## GOAL OF THE EXERCISE
Restate word for word the line with "Where can the green foliage" and all lines after it; please stop only at the end of the listing below.

## LISTED ENTRIES
+-------+

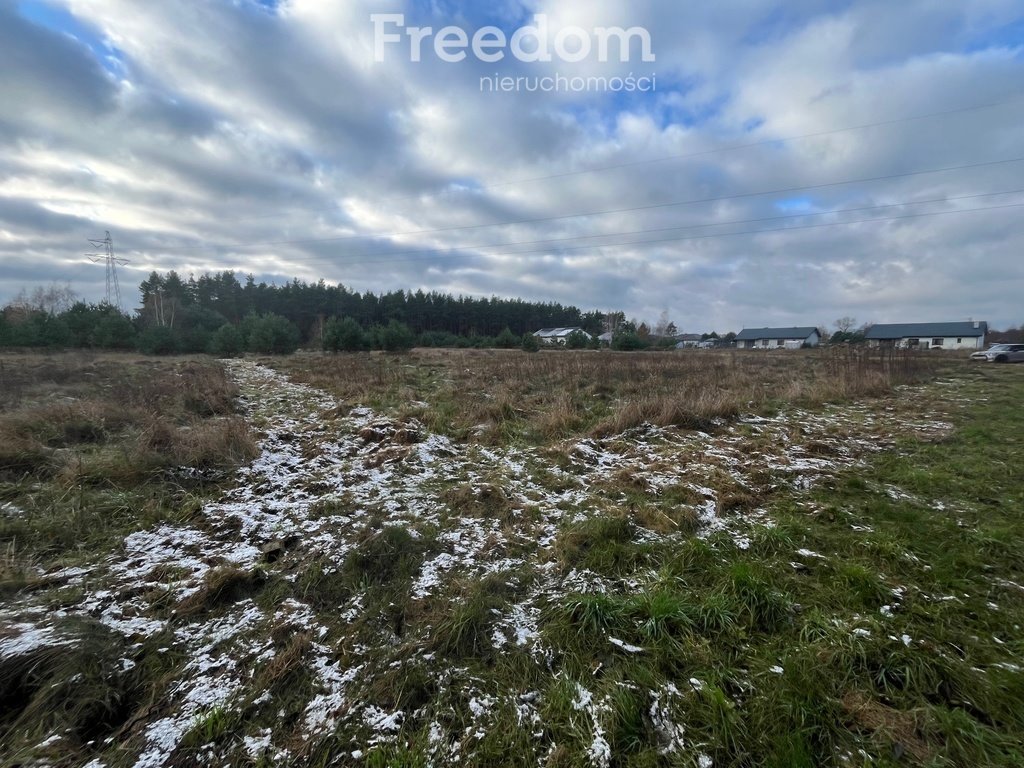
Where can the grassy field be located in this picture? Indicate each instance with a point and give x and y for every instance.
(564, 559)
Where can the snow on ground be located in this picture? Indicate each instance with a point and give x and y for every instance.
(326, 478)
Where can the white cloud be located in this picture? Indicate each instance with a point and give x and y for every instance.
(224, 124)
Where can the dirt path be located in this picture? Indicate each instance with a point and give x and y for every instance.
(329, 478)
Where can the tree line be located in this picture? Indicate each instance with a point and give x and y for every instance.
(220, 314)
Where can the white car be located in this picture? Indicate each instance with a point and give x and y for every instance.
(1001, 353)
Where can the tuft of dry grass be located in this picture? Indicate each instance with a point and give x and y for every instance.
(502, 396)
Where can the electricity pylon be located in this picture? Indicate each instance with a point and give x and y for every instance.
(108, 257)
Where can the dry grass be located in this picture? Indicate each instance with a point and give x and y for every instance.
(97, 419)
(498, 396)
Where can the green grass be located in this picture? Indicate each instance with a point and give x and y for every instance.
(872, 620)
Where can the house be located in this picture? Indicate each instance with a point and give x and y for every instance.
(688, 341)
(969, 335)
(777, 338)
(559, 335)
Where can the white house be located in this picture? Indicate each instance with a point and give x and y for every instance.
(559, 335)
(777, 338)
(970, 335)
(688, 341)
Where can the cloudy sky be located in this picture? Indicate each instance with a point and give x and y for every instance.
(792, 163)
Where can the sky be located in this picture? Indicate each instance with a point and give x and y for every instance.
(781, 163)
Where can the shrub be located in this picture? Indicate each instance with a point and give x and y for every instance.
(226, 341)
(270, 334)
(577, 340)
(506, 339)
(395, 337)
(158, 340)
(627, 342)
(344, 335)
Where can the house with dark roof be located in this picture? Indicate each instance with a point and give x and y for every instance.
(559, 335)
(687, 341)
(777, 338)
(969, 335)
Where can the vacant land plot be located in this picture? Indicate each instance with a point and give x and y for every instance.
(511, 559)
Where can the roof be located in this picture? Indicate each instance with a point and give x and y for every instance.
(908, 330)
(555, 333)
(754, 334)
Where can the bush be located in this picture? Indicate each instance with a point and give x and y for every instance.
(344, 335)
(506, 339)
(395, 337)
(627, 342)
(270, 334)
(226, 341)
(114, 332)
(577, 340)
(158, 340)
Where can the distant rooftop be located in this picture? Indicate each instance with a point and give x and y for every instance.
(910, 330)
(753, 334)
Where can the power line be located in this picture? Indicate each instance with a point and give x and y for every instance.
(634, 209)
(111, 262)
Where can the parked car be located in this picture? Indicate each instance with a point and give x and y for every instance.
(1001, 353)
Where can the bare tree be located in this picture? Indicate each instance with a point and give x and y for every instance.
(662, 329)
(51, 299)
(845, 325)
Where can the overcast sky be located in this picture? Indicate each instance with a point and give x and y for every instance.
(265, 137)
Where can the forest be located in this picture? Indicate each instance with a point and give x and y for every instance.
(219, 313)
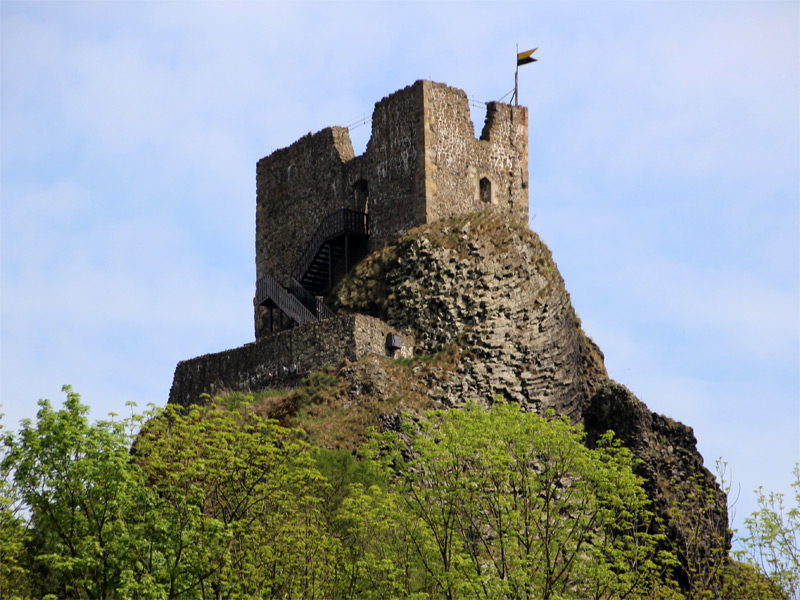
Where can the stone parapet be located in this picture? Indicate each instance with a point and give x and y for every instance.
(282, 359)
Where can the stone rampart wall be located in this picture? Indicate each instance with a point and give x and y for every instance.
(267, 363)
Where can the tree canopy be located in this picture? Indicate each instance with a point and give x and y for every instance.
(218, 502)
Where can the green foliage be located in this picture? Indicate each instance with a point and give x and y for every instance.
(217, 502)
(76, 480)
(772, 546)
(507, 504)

+-------+

## WRITTEN RESPONSE
Where can the green foliage be located in this picture? Indicate each instance with a point and give x and y for every instance.
(217, 502)
(76, 480)
(772, 546)
(507, 504)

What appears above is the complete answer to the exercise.